§ **ACTIVITY**:
Only the lines from the top of the data through the line containing "Q: In the image above, where is the cat's mouth?" should be duplicated, exactly as they appear.

Referring expression grounding data:
=== Begin Enclosure ===
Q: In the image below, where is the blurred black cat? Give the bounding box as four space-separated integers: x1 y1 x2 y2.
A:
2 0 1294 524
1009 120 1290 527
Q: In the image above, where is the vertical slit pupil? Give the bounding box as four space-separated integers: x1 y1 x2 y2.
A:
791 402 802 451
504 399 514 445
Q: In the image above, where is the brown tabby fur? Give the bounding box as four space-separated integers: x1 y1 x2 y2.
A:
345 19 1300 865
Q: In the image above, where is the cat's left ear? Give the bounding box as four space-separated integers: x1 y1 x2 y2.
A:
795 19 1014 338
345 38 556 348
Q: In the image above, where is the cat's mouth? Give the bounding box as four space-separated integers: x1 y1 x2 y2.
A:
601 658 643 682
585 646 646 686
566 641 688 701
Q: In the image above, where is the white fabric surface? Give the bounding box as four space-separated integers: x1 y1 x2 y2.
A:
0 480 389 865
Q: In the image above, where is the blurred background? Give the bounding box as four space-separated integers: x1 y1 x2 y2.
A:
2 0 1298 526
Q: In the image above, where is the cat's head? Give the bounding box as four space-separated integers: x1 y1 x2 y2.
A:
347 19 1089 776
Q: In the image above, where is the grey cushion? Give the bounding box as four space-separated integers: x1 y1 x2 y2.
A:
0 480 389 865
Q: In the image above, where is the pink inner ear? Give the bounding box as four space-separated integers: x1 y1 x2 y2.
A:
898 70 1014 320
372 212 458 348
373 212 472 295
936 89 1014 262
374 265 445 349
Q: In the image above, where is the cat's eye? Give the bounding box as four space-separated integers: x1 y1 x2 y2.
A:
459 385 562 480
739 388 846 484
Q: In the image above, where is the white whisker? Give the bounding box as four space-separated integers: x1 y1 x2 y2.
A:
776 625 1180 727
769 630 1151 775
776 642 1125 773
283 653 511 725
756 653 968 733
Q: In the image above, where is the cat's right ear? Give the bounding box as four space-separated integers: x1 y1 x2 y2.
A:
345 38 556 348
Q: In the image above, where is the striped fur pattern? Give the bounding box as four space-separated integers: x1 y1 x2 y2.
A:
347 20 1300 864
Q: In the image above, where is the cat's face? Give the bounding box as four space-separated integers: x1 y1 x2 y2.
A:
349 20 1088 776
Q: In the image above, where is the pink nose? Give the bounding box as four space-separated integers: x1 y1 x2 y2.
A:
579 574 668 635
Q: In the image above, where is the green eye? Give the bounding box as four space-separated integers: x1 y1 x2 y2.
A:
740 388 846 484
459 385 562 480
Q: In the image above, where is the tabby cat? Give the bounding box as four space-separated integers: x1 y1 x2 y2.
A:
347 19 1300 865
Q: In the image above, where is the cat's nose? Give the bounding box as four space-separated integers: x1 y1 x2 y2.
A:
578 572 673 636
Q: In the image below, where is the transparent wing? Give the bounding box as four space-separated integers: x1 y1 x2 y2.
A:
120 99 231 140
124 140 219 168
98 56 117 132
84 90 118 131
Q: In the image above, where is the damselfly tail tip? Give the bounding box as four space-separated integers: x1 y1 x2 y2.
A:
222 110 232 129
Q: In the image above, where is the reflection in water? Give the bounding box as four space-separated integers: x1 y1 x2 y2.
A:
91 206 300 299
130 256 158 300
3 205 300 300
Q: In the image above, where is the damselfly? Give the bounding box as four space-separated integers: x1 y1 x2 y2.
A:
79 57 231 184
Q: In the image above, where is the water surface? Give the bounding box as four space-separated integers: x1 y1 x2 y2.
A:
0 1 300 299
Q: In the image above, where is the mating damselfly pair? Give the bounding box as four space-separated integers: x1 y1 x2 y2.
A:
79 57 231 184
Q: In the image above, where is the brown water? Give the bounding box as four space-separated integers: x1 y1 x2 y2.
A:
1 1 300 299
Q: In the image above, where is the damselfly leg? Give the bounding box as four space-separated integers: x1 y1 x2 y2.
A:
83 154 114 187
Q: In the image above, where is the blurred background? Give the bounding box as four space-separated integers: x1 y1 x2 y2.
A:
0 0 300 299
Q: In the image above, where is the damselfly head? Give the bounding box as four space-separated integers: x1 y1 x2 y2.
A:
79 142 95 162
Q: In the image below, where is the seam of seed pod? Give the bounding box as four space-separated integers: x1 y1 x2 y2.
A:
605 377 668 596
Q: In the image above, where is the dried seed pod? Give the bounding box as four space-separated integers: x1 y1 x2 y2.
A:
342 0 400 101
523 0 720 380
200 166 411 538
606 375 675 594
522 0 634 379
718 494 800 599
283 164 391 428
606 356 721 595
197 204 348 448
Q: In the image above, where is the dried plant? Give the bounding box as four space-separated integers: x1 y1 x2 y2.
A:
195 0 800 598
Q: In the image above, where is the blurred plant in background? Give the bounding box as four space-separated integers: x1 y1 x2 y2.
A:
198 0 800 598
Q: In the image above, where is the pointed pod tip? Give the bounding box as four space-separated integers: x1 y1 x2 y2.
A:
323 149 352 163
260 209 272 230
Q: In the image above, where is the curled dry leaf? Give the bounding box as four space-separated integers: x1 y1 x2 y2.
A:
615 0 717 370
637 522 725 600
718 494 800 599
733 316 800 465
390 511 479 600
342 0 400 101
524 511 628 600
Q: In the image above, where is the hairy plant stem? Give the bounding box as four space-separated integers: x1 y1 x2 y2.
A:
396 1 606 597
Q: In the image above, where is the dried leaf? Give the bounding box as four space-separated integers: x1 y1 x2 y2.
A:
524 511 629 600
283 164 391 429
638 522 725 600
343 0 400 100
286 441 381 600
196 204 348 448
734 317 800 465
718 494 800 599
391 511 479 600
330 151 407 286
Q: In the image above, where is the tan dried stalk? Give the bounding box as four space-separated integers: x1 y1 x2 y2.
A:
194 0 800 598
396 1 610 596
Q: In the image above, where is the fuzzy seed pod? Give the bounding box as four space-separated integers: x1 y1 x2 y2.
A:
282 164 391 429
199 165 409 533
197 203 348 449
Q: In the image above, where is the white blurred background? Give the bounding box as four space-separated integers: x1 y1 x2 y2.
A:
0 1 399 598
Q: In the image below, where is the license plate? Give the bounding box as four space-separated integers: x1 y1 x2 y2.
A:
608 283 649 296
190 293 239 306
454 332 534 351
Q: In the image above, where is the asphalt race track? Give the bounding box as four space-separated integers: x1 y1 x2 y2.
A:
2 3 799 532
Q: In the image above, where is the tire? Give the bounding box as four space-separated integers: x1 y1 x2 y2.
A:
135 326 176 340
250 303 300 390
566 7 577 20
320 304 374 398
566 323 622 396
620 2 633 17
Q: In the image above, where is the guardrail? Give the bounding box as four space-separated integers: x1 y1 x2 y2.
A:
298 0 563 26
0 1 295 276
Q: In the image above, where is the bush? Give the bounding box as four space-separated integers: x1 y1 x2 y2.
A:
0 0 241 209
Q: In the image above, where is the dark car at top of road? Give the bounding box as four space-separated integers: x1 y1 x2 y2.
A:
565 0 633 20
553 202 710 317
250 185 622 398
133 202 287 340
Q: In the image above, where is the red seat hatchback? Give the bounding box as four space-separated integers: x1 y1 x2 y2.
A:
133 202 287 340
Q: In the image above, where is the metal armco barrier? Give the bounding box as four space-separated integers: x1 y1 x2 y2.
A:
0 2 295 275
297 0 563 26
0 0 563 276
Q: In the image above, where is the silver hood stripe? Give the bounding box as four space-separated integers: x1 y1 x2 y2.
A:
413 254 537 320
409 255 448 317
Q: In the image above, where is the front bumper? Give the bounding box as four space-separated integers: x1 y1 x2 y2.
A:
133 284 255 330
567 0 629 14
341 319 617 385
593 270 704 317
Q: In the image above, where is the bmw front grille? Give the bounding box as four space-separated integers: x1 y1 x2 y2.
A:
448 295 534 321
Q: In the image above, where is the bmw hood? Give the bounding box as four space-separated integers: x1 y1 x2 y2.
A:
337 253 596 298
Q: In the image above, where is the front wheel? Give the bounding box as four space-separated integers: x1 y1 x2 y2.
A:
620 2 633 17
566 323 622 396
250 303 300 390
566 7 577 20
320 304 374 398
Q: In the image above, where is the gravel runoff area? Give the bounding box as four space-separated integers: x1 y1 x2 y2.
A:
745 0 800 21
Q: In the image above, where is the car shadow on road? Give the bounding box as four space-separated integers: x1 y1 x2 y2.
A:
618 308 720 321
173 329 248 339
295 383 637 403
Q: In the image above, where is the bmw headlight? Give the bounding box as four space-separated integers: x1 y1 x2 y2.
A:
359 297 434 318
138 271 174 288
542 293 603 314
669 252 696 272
=== End Enclosure ===
§ **WRITTEN ANSWER**:
Q: In the image below, where is the blurred black cat? Give the bounding box as four space-separated integers: x1 y1 x2 y2.
A:
2 0 1294 524
1009 120 1290 527
Q: In the image above, where is the vertical slit pupil? Give the bounding box as four space-separated integers: x1 y1 x2 y2.
A:
791 402 802 451
504 399 514 445
Q: In the image above, where is the brown tabby fur? Give the bounding box as four space-separated integers: x1 y1 x2 y2.
A:
345 19 1300 865
Q: In the image above, where is the cat's left ear? Give the bounding box as four space-separated integers: x1 y1 x2 y2.
A:
795 19 1014 338
345 38 556 348
Q: In the image above, where is the cat's mouth? Give the bounding box as four space-separated integers: x1 y1 x2 y2.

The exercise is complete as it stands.